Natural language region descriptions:
────────────────

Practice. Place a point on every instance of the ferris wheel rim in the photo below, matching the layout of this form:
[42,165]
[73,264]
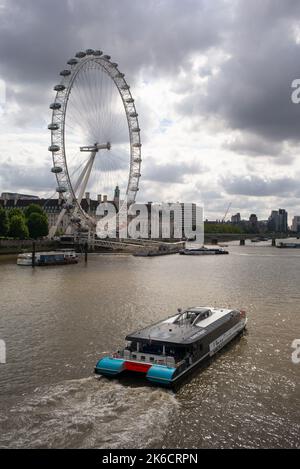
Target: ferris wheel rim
[58,131]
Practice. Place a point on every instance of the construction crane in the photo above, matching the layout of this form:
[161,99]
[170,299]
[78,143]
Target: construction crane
[225,215]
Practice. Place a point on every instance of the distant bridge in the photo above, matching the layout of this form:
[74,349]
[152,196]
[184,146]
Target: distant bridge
[214,238]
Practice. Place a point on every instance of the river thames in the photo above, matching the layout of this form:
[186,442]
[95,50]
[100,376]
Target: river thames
[58,321]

────────────────

Find every line of the records holding "above". Answer with the count alone.

Written answer: 3